_Available data_
● ● ● ● ● ● ●

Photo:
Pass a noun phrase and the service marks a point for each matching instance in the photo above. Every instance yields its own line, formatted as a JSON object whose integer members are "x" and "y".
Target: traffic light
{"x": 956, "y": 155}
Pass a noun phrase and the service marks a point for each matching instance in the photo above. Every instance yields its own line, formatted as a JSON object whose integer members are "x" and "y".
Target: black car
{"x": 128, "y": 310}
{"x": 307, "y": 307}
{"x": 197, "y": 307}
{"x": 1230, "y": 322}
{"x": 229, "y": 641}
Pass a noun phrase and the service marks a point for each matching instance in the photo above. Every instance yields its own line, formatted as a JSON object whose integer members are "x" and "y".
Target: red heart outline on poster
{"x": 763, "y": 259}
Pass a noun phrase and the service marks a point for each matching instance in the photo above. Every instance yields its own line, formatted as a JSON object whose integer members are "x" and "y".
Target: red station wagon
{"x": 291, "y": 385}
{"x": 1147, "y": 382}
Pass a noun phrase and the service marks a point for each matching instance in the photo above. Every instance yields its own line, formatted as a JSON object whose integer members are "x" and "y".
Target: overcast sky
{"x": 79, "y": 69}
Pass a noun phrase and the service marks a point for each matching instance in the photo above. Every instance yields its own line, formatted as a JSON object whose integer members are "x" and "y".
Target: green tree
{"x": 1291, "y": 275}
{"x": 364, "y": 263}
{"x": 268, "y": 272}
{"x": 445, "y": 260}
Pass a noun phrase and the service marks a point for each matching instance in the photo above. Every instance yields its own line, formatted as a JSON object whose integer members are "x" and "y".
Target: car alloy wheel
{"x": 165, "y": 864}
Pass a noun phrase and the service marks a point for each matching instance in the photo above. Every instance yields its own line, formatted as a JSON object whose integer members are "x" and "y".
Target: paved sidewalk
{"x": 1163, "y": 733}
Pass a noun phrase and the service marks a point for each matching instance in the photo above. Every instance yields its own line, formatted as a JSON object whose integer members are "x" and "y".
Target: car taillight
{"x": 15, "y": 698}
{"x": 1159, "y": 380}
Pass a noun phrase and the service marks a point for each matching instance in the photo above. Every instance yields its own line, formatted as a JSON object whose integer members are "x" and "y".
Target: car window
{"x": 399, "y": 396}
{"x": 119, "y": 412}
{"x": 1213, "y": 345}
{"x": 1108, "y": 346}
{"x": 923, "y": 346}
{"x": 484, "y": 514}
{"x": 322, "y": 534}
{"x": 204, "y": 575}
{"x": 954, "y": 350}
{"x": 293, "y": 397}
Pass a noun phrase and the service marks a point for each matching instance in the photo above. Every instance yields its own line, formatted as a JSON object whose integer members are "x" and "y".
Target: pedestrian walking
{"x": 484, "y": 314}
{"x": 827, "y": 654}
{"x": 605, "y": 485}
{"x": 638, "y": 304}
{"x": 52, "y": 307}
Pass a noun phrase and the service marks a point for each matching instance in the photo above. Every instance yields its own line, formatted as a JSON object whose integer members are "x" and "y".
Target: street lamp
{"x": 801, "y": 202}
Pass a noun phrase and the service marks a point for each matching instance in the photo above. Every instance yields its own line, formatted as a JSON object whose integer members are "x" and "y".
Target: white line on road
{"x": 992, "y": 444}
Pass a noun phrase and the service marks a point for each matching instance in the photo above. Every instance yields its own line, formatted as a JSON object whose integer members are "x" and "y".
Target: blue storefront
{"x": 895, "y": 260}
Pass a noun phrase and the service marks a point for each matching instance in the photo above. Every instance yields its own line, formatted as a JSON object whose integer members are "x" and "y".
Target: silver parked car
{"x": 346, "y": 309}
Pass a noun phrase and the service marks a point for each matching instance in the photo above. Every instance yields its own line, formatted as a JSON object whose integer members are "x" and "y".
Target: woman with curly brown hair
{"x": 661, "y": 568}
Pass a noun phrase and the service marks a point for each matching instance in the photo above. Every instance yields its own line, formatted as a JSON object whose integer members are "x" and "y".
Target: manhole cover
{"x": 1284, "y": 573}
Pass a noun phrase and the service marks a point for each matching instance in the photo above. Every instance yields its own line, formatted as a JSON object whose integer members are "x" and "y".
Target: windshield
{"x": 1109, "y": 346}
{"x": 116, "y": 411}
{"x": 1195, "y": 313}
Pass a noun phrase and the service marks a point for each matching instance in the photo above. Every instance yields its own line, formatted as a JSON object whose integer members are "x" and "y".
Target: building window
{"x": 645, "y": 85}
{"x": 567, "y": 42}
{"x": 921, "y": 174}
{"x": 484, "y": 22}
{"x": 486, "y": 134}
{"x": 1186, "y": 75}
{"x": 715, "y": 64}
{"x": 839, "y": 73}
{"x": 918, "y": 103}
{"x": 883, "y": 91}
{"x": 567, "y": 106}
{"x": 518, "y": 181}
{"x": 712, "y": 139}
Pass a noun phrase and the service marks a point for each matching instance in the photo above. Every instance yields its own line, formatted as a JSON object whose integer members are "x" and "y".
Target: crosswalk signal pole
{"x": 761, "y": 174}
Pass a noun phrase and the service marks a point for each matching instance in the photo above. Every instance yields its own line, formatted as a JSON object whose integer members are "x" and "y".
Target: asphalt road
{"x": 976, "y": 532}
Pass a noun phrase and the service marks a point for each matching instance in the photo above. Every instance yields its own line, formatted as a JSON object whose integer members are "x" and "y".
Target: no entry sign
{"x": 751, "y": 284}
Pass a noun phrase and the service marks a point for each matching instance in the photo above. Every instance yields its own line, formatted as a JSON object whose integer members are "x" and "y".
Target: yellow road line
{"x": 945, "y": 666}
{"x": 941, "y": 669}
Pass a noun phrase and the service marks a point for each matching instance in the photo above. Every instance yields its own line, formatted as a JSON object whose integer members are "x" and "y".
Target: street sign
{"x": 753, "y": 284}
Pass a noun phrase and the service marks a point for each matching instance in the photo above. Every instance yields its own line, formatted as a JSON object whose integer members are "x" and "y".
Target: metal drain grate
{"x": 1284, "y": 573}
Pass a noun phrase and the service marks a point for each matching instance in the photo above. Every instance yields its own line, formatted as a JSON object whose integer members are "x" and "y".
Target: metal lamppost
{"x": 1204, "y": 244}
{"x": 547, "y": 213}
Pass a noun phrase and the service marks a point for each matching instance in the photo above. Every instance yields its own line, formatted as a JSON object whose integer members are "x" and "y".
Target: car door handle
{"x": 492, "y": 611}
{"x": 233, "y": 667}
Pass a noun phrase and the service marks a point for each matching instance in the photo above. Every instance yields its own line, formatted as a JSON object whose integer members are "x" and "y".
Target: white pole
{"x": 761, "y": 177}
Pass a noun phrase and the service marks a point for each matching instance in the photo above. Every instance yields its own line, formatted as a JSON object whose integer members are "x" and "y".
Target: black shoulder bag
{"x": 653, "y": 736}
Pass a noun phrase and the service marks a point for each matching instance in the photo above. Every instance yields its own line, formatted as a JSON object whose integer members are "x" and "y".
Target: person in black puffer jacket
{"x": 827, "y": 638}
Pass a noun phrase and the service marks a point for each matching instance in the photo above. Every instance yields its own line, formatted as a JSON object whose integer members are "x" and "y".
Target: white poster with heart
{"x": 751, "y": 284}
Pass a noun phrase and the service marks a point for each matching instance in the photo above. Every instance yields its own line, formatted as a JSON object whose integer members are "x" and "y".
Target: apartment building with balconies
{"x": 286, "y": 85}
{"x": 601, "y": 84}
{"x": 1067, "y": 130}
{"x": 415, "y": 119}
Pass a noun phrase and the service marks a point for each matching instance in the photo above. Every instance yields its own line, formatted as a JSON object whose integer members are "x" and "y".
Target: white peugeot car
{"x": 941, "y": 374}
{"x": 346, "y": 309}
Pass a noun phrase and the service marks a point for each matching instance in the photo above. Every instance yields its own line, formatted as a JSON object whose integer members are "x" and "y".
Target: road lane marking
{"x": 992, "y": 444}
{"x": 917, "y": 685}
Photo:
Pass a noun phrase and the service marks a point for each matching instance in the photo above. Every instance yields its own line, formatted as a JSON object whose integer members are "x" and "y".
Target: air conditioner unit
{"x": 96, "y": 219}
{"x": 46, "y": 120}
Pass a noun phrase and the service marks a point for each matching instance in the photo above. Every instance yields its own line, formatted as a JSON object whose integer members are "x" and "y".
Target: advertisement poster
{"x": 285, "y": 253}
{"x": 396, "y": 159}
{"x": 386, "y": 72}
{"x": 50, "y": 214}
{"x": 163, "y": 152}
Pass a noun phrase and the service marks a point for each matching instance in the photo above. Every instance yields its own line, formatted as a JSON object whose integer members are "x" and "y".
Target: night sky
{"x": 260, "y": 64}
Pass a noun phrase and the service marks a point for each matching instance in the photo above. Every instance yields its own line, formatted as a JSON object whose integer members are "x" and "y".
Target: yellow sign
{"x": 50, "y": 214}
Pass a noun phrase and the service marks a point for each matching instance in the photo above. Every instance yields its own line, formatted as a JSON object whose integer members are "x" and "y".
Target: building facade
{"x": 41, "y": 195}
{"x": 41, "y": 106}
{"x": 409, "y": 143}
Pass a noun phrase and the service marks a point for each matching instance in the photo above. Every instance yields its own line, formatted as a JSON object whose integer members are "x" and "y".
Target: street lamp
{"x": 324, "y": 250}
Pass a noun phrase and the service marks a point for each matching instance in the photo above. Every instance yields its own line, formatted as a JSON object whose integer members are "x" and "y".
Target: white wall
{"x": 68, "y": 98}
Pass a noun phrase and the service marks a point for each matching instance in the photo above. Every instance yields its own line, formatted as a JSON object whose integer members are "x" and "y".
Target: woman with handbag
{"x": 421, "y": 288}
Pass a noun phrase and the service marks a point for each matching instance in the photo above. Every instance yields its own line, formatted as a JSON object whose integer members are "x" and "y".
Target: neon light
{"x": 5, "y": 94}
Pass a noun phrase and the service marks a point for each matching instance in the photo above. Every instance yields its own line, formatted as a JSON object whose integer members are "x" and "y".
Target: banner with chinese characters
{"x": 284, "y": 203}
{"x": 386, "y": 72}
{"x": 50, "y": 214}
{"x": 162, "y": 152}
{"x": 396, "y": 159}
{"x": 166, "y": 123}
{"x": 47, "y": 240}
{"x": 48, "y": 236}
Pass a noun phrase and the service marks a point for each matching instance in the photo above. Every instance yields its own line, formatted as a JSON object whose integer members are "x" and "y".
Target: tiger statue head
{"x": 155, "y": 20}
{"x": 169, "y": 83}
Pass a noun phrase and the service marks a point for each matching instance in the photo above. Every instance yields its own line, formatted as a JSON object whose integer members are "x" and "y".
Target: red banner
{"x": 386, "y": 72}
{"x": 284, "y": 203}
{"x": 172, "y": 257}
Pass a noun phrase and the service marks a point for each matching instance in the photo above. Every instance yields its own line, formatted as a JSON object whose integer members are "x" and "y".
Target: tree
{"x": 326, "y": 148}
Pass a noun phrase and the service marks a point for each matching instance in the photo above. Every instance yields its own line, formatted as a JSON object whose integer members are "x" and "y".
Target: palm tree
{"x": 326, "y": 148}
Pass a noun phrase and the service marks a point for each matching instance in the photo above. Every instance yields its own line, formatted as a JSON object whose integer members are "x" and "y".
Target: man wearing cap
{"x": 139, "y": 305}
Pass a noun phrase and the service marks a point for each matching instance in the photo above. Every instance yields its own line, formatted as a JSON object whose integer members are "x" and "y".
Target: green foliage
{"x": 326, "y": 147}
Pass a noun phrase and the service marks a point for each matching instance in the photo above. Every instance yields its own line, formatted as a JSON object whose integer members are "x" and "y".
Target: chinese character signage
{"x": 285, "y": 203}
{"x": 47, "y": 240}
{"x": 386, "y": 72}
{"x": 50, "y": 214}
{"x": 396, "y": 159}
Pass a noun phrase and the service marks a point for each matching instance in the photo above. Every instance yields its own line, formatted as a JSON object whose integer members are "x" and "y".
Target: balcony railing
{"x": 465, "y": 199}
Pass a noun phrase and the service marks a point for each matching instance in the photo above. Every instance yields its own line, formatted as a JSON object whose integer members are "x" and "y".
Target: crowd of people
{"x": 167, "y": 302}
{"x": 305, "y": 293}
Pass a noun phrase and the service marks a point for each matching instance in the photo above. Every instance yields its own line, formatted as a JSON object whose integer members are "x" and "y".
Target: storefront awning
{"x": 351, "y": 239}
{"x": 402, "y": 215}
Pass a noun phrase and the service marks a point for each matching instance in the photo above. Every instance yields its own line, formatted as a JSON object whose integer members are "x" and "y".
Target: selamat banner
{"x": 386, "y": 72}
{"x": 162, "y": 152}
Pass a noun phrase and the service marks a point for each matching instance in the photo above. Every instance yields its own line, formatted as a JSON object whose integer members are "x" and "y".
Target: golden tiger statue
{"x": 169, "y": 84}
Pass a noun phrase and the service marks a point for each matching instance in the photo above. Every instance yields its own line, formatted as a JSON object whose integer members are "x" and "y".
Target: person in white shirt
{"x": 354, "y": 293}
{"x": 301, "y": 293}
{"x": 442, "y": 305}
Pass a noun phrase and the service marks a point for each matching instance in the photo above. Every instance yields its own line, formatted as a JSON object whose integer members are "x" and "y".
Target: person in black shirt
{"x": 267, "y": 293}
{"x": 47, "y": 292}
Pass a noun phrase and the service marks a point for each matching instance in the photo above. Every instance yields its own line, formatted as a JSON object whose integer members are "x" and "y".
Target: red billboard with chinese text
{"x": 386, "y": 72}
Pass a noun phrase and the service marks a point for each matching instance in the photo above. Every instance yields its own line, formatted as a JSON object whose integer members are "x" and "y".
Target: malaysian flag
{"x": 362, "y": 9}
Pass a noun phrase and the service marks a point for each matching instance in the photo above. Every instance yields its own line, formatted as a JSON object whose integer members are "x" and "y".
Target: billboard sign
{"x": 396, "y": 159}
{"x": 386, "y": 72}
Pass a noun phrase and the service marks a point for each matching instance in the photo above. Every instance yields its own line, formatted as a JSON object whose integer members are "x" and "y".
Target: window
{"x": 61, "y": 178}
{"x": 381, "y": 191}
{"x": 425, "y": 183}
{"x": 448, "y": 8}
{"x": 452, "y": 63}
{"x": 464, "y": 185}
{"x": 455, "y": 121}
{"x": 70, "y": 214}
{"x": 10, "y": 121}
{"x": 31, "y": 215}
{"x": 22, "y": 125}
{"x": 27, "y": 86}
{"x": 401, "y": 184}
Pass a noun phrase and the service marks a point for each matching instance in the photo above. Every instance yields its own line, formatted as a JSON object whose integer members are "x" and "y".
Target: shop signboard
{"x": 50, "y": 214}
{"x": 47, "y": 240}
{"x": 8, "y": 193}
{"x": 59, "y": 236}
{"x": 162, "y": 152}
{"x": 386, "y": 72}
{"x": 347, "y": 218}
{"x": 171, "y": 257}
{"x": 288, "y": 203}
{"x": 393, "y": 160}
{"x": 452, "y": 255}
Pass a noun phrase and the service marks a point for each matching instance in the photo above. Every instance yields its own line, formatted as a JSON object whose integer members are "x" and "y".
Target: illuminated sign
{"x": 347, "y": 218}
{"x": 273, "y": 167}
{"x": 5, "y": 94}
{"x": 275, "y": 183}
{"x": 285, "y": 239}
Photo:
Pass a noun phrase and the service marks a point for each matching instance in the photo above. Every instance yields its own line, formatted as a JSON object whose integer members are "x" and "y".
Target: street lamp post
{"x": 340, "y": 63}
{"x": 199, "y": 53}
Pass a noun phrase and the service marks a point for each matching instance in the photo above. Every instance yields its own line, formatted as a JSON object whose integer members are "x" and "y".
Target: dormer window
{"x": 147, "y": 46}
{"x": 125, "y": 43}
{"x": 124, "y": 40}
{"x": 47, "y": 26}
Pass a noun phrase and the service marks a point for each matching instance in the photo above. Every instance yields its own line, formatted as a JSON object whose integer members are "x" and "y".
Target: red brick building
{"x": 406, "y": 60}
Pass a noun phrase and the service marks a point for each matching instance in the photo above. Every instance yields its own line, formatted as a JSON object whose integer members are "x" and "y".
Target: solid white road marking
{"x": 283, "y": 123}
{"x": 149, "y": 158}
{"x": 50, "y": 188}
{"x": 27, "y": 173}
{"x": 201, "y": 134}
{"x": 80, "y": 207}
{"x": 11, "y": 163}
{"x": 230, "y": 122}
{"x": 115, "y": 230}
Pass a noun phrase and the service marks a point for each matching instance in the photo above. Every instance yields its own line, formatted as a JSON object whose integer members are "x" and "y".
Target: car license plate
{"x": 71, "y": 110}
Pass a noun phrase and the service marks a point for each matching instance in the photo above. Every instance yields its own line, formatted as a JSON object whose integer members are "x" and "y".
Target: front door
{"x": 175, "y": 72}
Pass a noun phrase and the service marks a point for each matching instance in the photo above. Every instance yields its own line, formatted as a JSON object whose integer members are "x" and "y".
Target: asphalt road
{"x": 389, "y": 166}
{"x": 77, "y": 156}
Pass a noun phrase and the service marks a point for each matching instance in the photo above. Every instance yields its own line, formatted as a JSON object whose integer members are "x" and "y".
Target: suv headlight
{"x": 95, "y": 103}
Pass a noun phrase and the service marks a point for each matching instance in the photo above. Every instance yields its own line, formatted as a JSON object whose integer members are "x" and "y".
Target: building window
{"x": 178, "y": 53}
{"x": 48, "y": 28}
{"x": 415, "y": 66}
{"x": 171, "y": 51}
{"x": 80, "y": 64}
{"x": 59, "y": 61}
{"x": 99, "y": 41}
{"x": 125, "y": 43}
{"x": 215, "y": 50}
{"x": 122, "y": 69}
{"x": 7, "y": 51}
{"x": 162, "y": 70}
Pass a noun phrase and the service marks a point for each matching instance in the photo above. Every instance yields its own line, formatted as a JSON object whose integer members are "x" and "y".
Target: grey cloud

● ● ● ● ● ● ●

_Exercise objective_
Return each line of the listing above that contains the word "door", copying every such line in full and in its original order.

_Exercise solution_
Target: car door handle
Target: front door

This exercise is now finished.